____ Dataset records

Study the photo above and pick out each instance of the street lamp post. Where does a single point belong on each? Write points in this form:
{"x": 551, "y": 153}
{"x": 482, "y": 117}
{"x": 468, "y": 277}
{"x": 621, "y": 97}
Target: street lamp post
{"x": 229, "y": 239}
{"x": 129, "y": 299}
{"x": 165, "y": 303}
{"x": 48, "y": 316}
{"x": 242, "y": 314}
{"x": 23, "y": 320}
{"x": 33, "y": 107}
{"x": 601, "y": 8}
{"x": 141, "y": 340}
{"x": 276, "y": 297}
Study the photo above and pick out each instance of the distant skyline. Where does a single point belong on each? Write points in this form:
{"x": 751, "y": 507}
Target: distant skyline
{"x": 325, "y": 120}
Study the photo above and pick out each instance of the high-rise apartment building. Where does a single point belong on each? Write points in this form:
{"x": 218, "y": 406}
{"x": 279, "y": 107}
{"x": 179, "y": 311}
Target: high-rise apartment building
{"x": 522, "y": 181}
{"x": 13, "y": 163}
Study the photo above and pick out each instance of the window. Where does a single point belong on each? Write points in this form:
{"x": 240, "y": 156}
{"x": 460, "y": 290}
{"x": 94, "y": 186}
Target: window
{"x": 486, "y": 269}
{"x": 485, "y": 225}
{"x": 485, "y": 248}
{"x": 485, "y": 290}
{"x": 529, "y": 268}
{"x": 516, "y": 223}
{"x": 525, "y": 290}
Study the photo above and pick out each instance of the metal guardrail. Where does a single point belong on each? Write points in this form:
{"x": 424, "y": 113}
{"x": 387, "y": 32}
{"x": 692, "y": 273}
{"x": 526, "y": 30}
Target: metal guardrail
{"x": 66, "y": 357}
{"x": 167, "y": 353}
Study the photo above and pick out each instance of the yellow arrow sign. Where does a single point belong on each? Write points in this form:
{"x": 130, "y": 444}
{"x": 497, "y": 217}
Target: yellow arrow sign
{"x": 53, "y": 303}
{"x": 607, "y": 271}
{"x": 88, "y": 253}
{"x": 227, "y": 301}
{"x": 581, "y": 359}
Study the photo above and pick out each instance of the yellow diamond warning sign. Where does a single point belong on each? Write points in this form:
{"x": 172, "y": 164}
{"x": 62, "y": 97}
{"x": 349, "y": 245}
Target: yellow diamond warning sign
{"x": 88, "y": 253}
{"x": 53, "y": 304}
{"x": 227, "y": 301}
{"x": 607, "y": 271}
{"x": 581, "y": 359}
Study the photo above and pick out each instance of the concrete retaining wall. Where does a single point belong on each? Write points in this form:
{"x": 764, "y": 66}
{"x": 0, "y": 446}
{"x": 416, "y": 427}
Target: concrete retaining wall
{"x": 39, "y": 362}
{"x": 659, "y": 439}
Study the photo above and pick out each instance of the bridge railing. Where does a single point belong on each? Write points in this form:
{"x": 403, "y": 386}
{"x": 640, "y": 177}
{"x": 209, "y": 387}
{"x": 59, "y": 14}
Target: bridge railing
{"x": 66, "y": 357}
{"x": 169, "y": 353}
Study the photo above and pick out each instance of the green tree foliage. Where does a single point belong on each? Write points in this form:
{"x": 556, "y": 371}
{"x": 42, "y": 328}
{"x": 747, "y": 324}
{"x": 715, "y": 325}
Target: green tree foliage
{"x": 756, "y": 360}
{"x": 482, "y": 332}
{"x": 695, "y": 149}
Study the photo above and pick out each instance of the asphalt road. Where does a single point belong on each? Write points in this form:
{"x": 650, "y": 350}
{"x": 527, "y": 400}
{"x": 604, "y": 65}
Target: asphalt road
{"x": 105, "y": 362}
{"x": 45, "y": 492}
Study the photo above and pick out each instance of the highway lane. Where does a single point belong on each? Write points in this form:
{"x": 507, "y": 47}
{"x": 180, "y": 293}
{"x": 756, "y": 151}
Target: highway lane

________

* [Problem requirements]
The data must be output in full, exactly as given.

* [Worked solution]
Study the photo above and pick out each instance of the street lamp post. Where does a single point belong on each? Write points in this form:
{"x": 551, "y": 153}
{"x": 482, "y": 117}
{"x": 468, "y": 277}
{"x": 621, "y": 97}
Target: street lamp post
{"x": 229, "y": 239}
{"x": 129, "y": 299}
{"x": 165, "y": 303}
{"x": 48, "y": 316}
{"x": 242, "y": 314}
{"x": 23, "y": 320}
{"x": 33, "y": 107}
{"x": 601, "y": 8}
{"x": 141, "y": 340}
{"x": 276, "y": 297}
Study the photo above and pick out each instance of the distant skyline. Where does a single point belong on each? Write points in this form:
{"x": 751, "y": 507}
Target: distant skyline
{"x": 325, "y": 120}
Study the photo above and pick out each instance of the high-rise apartment building. Where does a single point belong on each? Write points in this form:
{"x": 218, "y": 406}
{"x": 279, "y": 107}
{"x": 179, "y": 311}
Target: high-rise apartment building
{"x": 522, "y": 181}
{"x": 13, "y": 163}
Study the photo above and pick out each instance of the window. Where does a single point belong on each? Write points in this form:
{"x": 240, "y": 156}
{"x": 460, "y": 290}
{"x": 94, "y": 186}
Target: window
{"x": 486, "y": 269}
{"x": 485, "y": 225}
{"x": 485, "y": 248}
{"x": 485, "y": 290}
{"x": 529, "y": 268}
{"x": 516, "y": 223}
{"x": 525, "y": 290}
Study the photo above and pick out each instance of the metal guardrail. Where does a single point belong on each? Write points in this form:
{"x": 424, "y": 113}
{"x": 387, "y": 32}
{"x": 692, "y": 273}
{"x": 526, "y": 30}
Target: metal guardrail
{"x": 66, "y": 357}
{"x": 167, "y": 353}
Study the photo above and pick out each instance of the yellow arrow sign. Where does a single point belong on each? Write points in this form:
{"x": 130, "y": 444}
{"x": 497, "y": 217}
Target: yellow arrow sign
{"x": 53, "y": 303}
{"x": 607, "y": 271}
{"x": 88, "y": 253}
{"x": 227, "y": 301}
{"x": 581, "y": 359}
Study the photo above and pick out each instance of the yellow diamond warning sign. Where does a single point belong on each? Write points in this form:
{"x": 172, "y": 164}
{"x": 62, "y": 97}
{"x": 349, "y": 245}
Target: yellow diamond warning sign
{"x": 88, "y": 253}
{"x": 53, "y": 304}
{"x": 227, "y": 301}
{"x": 607, "y": 271}
{"x": 581, "y": 359}
Study the photo above and pick out each instance of the concrete retaining wall. Where does a single point belong on each? Write points in this form:
{"x": 764, "y": 66}
{"x": 0, "y": 446}
{"x": 416, "y": 427}
Target: concrete retaining wall
{"x": 39, "y": 362}
{"x": 659, "y": 439}
Study the photo above and pick out each instance of the bridge railing. Where does a single point belong on each? Write points in this form:
{"x": 403, "y": 386}
{"x": 640, "y": 177}
{"x": 209, "y": 387}
{"x": 59, "y": 14}
Target: bridge railing
{"x": 66, "y": 357}
{"x": 169, "y": 353}
Study the photo above and pick out each instance of the green tree foliage. Where does a single point belong on each? Write points in this form:
{"x": 556, "y": 371}
{"x": 42, "y": 328}
{"x": 747, "y": 324}
{"x": 715, "y": 325}
Target: green tree foliage
{"x": 756, "y": 360}
{"x": 482, "y": 332}
{"x": 695, "y": 149}
Study the photo above and pick out each instance of the asphalt road. Where does a single point belong on each? Write points in this form:
{"x": 650, "y": 350}
{"x": 527, "y": 400}
{"x": 604, "y": 65}
Target: asphalt road
{"x": 105, "y": 362}
{"x": 45, "y": 492}
Study the photo above and pick out each instance of the highway lane. Where does a single point belong on each? Write points in this form:
{"x": 507, "y": 47}
{"x": 180, "y": 293}
{"x": 756, "y": 151}
Target: highway lane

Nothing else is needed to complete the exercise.